=== Extract to read ===
☆ ☆ ☆ ☆

Mike said he always has known anything is possible. But, "I wasn't expecting this to happen," he said. "You find some way to learn to deal with it. That night, I was willing to sacrifice my life for hers."

At first, Mari didn't know Mike had shielded her from the flames. When she heard what he did, she cried.

"He sacrificed a lot for me," she said.

Mike can't return to work -- he's unable to lift anything heavy with his hands -- so he's preparing for his GED. They plan to get married someday, but Mike wants Mari to finish school first. She wanted to be a high school teacher. Now she's not sure.

Mari's father said the accident has "incredibly aged" her, and she still feels guilty she escaped with the fewest injuries.

The flashbacks of the explosion have subsided, she said. But she won't go near fires anymore, and can't stand the horror movies she used to watch with Mike."I am so incredibly jumpy, it's ridiculous," she said. "Any noise, any flashing light."

☆ ☆ ☆ ☆

=== Data provided ===
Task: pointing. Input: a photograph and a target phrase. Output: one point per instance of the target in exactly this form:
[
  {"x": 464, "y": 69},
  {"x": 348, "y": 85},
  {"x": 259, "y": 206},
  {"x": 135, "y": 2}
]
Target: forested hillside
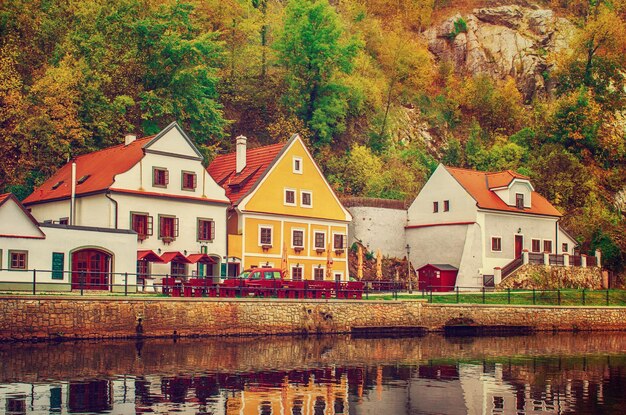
[{"x": 383, "y": 90}]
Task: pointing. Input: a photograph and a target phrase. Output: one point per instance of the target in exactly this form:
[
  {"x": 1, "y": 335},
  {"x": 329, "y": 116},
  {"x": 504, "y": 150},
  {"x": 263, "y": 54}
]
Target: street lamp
[{"x": 408, "y": 267}]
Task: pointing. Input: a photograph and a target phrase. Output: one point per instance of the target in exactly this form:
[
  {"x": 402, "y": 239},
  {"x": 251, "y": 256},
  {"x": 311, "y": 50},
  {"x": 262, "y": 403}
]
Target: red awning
[
  {"x": 148, "y": 255},
  {"x": 201, "y": 258},
  {"x": 174, "y": 256}
]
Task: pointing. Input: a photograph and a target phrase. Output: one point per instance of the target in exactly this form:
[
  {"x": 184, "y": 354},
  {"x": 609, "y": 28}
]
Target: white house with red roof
[
  {"x": 156, "y": 186},
  {"x": 41, "y": 253},
  {"x": 476, "y": 221}
]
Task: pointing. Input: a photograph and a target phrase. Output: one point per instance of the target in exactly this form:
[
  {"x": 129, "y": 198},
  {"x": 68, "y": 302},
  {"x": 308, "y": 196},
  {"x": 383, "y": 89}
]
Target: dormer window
[
  {"x": 297, "y": 165},
  {"x": 290, "y": 197}
]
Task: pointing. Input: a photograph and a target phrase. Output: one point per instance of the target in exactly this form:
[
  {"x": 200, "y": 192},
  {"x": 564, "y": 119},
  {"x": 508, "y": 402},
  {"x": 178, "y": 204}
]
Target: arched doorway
[{"x": 91, "y": 269}]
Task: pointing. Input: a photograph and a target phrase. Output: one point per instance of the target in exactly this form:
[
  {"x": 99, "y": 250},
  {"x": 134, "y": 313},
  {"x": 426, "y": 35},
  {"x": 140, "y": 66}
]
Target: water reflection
[{"x": 543, "y": 374}]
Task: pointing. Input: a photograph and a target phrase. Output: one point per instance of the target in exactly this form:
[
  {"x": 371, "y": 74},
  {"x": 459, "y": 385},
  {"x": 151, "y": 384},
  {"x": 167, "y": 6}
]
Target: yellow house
[{"x": 282, "y": 205}]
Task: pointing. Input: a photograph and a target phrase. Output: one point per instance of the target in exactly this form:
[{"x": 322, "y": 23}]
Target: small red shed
[{"x": 438, "y": 277}]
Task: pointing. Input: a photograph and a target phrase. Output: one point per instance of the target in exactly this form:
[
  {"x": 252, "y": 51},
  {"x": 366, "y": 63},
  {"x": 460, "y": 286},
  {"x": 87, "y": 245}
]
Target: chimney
[
  {"x": 241, "y": 153},
  {"x": 129, "y": 138}
]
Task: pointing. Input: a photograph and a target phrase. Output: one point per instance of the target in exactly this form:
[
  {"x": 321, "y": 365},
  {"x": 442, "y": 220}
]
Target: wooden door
[{"x": 90, "y": 269}]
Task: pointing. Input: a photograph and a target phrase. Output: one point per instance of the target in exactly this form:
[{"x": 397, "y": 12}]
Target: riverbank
[{"x": 63, "y": 317}]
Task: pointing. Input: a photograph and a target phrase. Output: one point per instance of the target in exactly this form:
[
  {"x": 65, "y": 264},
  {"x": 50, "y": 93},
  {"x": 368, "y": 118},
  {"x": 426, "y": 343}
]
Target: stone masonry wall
[
  {"x": 24, "y": 318},
  {"x": 552, "y": 277}
]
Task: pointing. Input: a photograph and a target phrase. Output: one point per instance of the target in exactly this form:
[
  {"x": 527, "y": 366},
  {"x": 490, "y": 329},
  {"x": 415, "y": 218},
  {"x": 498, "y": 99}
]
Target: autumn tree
[
  {"x": 180, "y": 79},
  {"x": 314, "y": 52}
]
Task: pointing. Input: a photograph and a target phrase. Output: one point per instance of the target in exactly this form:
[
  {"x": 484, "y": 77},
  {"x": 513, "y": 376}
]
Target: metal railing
[
  {"x": 81, "y": 282},
  {"x": 559, "y": 297}
]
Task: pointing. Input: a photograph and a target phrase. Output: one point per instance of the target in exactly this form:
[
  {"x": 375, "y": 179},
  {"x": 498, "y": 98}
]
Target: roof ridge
[{"x": 111, "y": 147}]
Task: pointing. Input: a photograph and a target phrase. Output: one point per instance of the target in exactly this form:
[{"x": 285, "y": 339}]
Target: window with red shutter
[
  {"x": 189, "y": 180},
  {"x": 160, "y": 177},
  {"x": 339, "y": 241},
  {"x": 142, "y": 224},
  {"x": 168, "y": 227},
  {"x": 206, "y": 230}
]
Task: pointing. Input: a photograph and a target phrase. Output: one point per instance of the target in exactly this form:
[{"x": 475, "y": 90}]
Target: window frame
[
  {"x": 298, "y": 267},
  {"x": 550, "y": 251},
  {"x": 532, "y": 247},
  {"x": 17, "y": 252},
  {"x": 187, "y": 173},
  {"x": 149, "y": 224},
  {"x": 293, "y": 165},
  {"x": 519, "y": 197},
  {"x": 318, "y": 268},
  {"x": 177, "y": 264},
  {"x": 175, "y": 227},
  {"x": 211, "y": 229},
  {"x": 344, "y": 241},
  {"x": 310, "y": 193},
  {"x": 293, "y": 245},
  {"x": 315, "y": 239},
  {"x": 166, "y": 177},
  {"x": 295, "y": 195},
  {"x": 271, "y": 228},
  {"x": 494, "y": 239}
]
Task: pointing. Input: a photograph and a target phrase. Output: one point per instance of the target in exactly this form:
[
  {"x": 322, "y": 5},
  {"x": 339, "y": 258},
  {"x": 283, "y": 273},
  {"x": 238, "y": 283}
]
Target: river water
[{"x": 579, "y": 373}]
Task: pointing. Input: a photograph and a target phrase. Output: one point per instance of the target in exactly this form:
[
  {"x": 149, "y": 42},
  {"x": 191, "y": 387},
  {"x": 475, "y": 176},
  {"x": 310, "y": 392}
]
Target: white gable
[
  {"x": 173, "y": 140},
  {"x": 508, "y": 194},
  {"x": 14, "y": 222},
  {"x": 442, "y": 187}
]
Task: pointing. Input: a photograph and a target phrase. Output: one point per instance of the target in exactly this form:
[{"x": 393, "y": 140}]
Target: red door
[
  {"x": 519, "y": 244},
  {"x": 90, "y": 269}
]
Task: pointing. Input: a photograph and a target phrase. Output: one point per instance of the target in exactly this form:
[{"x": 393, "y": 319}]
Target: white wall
[
  {"x": 187, "y": 213},
  {"x": 379, "y": 228},
  {"x": 15, "y": 222},
  {"x": 506, "y": 226},
  {"x": 66, "y": 240},
  {"x": 95, "y": 210},
  {"x": 442, "y": 186},
  {"x": 139, "y": 177},
  {"x": 437, "y": 245}
]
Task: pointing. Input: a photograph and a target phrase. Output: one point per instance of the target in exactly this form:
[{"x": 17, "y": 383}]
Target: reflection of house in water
[
  {"x": 532, "y": 386},
  {"x": 316, "y": 392},
  {"x": 423, "y": 389}
]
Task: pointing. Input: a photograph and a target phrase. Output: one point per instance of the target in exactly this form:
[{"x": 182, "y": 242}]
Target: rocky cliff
[{"x": 503, "y": 41}]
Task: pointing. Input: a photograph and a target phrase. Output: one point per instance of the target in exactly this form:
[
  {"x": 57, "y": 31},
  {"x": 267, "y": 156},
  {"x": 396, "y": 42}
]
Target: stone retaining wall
[{"x": 23, "y": 318}]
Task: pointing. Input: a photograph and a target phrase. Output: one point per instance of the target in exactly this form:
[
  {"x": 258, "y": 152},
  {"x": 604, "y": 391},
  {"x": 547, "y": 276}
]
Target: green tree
[
  {"x": 312, "y": 49},
  {"x": 180, "y": 79}
]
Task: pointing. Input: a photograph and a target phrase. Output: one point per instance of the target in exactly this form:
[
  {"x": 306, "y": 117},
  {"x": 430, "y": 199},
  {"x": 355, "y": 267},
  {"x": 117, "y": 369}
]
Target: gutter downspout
[
  {"x": 108, "y": 196},
  {"x": 556, "y": 237},
  {"x": 73, "y": 196}
]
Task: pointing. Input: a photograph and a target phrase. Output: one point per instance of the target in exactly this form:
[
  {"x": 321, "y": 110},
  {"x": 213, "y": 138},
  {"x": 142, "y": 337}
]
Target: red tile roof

☆ ☆ ☆ ☆

=== Problem set ===
1 > In the passage about Mike and Mari, rewrite the paragraph that begins "Mike can't return to work" as a short list that keeps its main facts.
2 > Print the passage about Mike and Mari word for word, from "Mike said he" up to and including "she's not sure.".

=== Answers to this exercise ===
1 >
- Mike can't go back to work because he can't lift anything heavy with his hands.
- He is preparing for his GED.
- He and Mari plan to marry someday, but Mike wants her to finish school first.
- Mari had wanted to be a high school teacher but is no longer sure.

2 >
Mike said he always has known anything is possible. But, "I wasn't expecting this to happen," he said. "You find some way to learn to deal with it. That night, I was willing to sacrifice my life for hers."

At first, Mari didn't know Mike had shielded her from the flames. When she heard what he did, she cried.

"He sacrificed a lot for me," she said.

Mike can't return to work -- he's unable to lift anything heavy with his hands -- so he's preparing for his GED. They plan to get married someday, but Mike wants Mari to finish school first. She wanted to be a high school teacher. Now she's not sure.